Accès à la terre et à la propriété
Au Tchad, l’accès à la terre est régi par les lois 23, 24 et 25 du 22 juillet 1967 qui garantissent le droit de la libre possession à tous sans distinction aucune. Ces lois ont été complétées par la loi N°7 du 5 juin 2012 qui renforce les capacités des communautés rurales dans la gestion des ressources naturelles et le décret No 215 du 24 avril 2002 qui institue un Observatoire national du foncier (FAO 2021).
Cependant l’accès à la terre et à la propriété pour les femmes demeure une préoccupation importante au Tchad où l’égalité femme/homme dans ce domaine est loin d’être satisfaisante.
En milieu rural comme en milieu urbain, la proportion des femmes ayant accès aux ressources foncières reste minime à cause notamment des considérations sociales relatives aux valeurs coutumières qui privent la femme d’un accès direct à la terre sans discrimination. Mais seules 20 % des femmes rurales par exemple possèdent une parcelle agricole (Oxfam, 2014 et FAO 2021).

──────

# Énoncé proposé
Poursuivez le texte sur l'accès à la terre et à la propriété au Tchad là où il s'arrête. La liste qui figure plus bas provient d'une autre source.

# Section des données
──────

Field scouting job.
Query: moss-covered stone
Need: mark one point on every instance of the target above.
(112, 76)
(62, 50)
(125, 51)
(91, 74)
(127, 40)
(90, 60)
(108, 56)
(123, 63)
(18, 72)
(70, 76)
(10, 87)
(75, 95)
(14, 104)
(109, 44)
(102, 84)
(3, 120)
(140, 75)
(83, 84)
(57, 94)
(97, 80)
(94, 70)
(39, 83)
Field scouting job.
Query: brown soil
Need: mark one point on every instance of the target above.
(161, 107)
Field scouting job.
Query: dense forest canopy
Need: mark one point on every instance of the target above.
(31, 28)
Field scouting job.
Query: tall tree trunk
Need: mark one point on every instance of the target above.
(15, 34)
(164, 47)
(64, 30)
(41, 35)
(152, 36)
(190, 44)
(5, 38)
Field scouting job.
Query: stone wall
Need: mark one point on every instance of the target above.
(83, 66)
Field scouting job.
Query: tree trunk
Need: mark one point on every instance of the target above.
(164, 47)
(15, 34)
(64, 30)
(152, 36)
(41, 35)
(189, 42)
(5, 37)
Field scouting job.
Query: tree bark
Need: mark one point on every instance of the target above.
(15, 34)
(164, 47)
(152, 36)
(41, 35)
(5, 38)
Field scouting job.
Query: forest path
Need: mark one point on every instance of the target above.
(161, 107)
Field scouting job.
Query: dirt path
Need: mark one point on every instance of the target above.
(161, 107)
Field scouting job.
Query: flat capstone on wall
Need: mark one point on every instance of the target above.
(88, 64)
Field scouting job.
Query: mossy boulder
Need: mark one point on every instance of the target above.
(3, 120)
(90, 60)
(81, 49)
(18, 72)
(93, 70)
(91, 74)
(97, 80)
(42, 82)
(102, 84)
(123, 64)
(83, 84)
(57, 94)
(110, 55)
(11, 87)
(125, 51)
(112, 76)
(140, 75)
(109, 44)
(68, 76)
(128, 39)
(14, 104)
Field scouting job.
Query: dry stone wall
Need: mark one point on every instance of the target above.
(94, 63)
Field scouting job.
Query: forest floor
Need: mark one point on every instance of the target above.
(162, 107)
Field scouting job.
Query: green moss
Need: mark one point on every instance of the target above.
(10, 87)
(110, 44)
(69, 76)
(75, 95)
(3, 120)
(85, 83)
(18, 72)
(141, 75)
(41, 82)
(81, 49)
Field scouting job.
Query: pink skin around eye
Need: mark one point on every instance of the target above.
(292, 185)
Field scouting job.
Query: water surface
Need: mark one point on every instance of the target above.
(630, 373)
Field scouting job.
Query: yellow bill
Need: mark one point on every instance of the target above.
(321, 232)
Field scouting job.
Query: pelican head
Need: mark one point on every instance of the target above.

──────

# Réponse proposée
Accès aux financements et au crédit
L’accès aux financements et aux crédits reste limité pour les femmes au Tchad. Seules 3.5% des femmes disposent d’un compte bancaire et seulement 11,8 % ont accès au crédit (ECOSIT 3). Cependant, l’Etat a investi dans différentes infrastructures afin d’assurer aux femmes de meilleures conditions dans les activités économiques. C’est l’exemple de :
- la construction de deux marchés modernes de vente de poissons frais à N’Djamena au profit des femmes vendeuses de poissons (en 2014 et 2016) ;
- l’appui à l’organisation de la filière pêche où excelle un nombre important de femmes commerçantes qui a commencé depuis 2014 avec le projet PRODEPECHE ;
- l’organisation des voyages d’échanges au profit des acteurs de la filière pêche y compris les femmes vendeuses de poissons dans les autres pays menant les actions similaires (en Gambie et au Sénégal) ;
- la création du Ministère de la Formation Professionnelle et des petits métiers placé sous la direction d’une femme a permis aux femmes et aux jeunes d’avoir accès aux crédits pour les activités génératrices de revenus.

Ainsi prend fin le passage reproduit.